# REQUIRED ACTION:
Determine how many lines below hold the string "instance". Reply with the number alone.

# Data entries:
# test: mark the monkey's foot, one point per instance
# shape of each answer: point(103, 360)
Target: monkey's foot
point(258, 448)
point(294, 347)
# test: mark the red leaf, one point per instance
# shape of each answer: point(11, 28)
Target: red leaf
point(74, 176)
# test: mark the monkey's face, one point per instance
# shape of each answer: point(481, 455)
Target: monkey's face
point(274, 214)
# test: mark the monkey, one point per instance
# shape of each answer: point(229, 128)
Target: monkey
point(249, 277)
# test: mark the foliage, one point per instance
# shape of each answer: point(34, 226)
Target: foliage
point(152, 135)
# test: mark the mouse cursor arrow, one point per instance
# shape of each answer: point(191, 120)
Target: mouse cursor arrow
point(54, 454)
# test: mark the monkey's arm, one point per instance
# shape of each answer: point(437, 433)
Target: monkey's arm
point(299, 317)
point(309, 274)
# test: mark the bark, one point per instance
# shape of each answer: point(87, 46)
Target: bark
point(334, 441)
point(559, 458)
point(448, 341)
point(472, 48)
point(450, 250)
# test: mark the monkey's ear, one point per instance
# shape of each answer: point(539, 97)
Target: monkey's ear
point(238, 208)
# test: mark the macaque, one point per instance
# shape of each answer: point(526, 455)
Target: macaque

# RESPONSE TO THE EXERCISE:
10